- [DIRECTION 1]: Count the lines in the entries that contain the string "nose" and reply with that number alone.

━━━

A Delaware County, Pennsylvania-based nonprofit tries to do just that, organizing age-appropriate races for children ages 2 to 14 with an emphasis on exercise, healthy habits and fostering a sense of accomplishment. Healthy Kids Running Series, which started in West Chester, has been to West Philadelphia and the city’s West Oak Lane neighborhoods, and now it’s coming to Camden.
Healthy Kids Running Series will host a one-day event at Pyne Poynt Park in North Camden Oct. 17. The free event will include a 50-yard dash for toddlers ages 2-3; a 75-yard dash for 4- and 5-year-olds; a quarter-mile run for kindergarteners; a half-mile run for second- and third graders; a one-miler for fourth- to eighth graders and a two-mile run for high schoolers.
Jeff Long, a Cherry Hill native who founded the nonprofit, said he started Healthy Kids Running because “I wanted to get my kids out from behind their gaming consoles, and for them to be outside like we were growing up.”
Though his own three children are older — two are in college, the third is in high school — Long, a former Division I runner for St. Joseph University, wanted to bring his knowledge of the discipline to others.
He started hosting running events for kids 11 years ago, something that, he said, “started with us serving cold water in the spring and by the end, we were giving out hot chocolate.”
What is typically a five-week program hosted in the spring and fall will start with the one-day event in Camden, said Long, a Camden Catholic High School graduate.
As it launches in a new city, Healthy Kids Running Series needs community coordinators, local volunteers who’ll spearhead the runs by finding appropriate venues, lining up five to 10 fellow volunteers, and getting the word out so families know it’s happening. Past series have typically drawn an average of 130 runners, Long said.
Long is also hoping to find corporate sponsors to help offset the registration costs for future series in Camden, which he hopes to host in the spring.
The normal five-week series cost $35, but Long, who said he was “fortunate” growing up, also “realized not everyone has the same opportunities I had.”

━━━

- [DIRECTION 2]: Extend the article on the Healthy Kids Running Series coming to Camden, picking up after its final sentence.

━━━

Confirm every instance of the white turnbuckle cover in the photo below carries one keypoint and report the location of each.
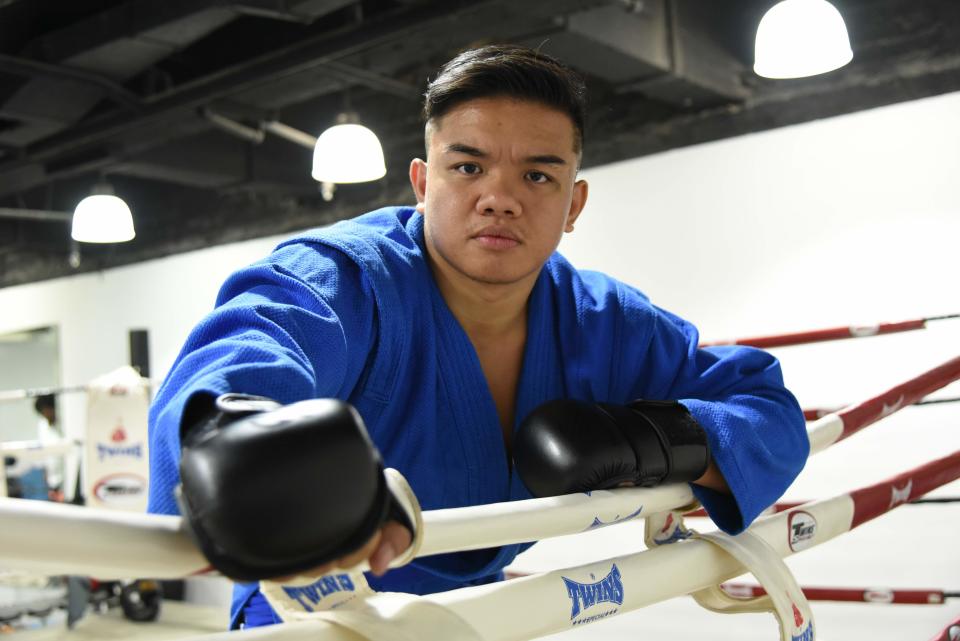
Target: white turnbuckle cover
(784, 597)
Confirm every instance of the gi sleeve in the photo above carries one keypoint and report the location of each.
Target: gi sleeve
(754, 425)
(294, 326)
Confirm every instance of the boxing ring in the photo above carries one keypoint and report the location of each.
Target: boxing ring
(678, 560)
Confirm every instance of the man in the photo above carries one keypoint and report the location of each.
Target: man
(48, 433)
(446, 324)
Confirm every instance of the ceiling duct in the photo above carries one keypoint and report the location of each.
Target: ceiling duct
(116, 45)
(661, 48)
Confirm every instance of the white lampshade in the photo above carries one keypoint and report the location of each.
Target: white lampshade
(348, 153)
(800, 38)
(102, 218)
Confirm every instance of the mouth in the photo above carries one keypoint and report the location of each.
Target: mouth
(496, 234)
(496, 238)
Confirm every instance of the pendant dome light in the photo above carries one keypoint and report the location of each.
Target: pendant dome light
(800, 38)
(102, 217)
(348, 152)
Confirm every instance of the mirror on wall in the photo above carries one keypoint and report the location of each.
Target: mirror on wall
(29, 359)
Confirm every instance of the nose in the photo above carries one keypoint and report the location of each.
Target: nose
(498, 196)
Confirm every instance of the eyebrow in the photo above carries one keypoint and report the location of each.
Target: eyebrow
(537, 159)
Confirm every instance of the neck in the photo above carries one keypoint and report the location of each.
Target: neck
(483, 309)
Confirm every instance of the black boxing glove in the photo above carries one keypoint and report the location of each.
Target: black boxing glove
(270, 490)
(567, 446)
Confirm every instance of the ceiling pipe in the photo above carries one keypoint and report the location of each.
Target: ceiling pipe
(36, 215)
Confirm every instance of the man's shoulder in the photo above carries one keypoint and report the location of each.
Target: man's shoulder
(593, 290)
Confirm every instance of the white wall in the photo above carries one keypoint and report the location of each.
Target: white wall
(850, 220)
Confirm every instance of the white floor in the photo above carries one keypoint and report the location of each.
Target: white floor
(177, 621)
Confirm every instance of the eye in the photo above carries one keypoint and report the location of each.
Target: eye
(468, 168)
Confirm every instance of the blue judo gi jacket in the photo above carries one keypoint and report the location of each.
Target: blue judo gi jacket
(352, 311)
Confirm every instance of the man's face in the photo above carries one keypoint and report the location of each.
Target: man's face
(499, 189)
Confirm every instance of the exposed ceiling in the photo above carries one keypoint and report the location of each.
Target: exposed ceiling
(119, 88)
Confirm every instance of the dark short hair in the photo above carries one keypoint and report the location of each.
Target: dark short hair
(508, 71)
(47, 401)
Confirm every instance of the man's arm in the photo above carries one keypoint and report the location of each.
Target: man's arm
(275, 334)
(754, 425)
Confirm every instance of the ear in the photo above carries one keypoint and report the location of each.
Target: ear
(418, 180)
(580, 191)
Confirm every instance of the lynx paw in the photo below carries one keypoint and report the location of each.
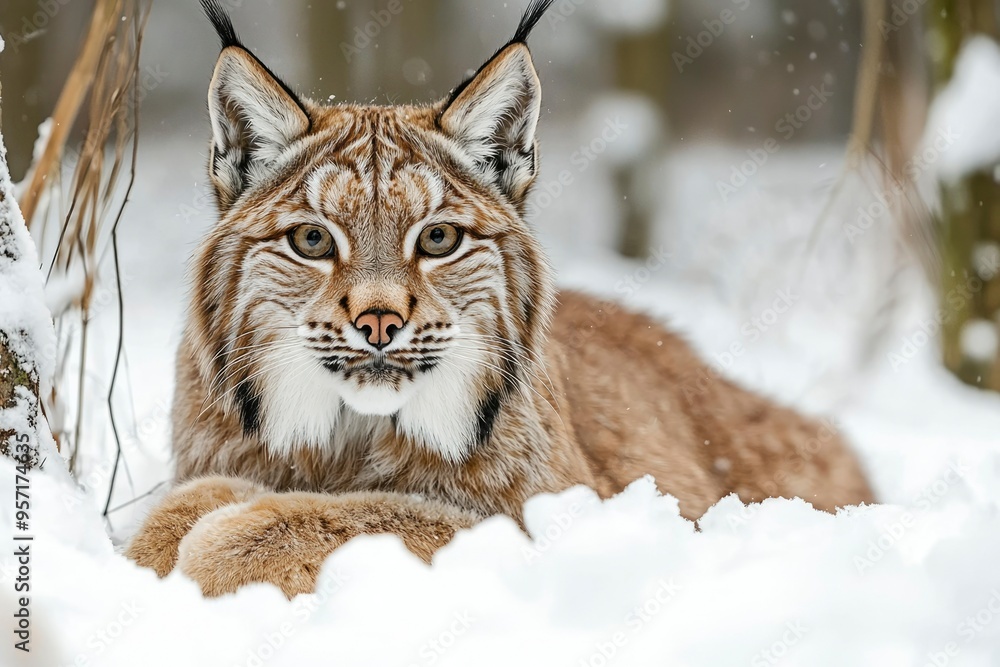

━━━

- [TASK RESULT 1]: 2

- [TASK RESULT 2]:
So he’s hoping corporate sponsors can pick up most of the registration costs for kids — $30 of the $35 — while still allowing kids an opportunity for “buy-in” at a level accessible to most, especially when compared with the costs associated with other youth sports.
But the real goal, Long said, is to get kids outdoors, engaged in healthy activities and feeling like they’ve done something meaningful.
“We give them a shirt, a bib and a medal, just like if they did the Broad Street Run,” he said, referencing the wildly popular annual 10-mile race through Philadelphia. “We want to give them the same sense of pride and accomplishment” that runners experience after completing a long race.
And if they’re not the fastest in their group, or they can’t run the entire distance?
Every runner who participates in Healthy Kids Running should still feel the same way, Long said.
During the five-week series, children build their endurance through incremental distance increases, he said. For the one-day event, the emphasis is on finishing, not on being first.
“This is about creating a supportive community, cheering them on and building self-esteem,” he said. “It’s OK to walk! We’re celebrating the finish, not matter what that looks like.”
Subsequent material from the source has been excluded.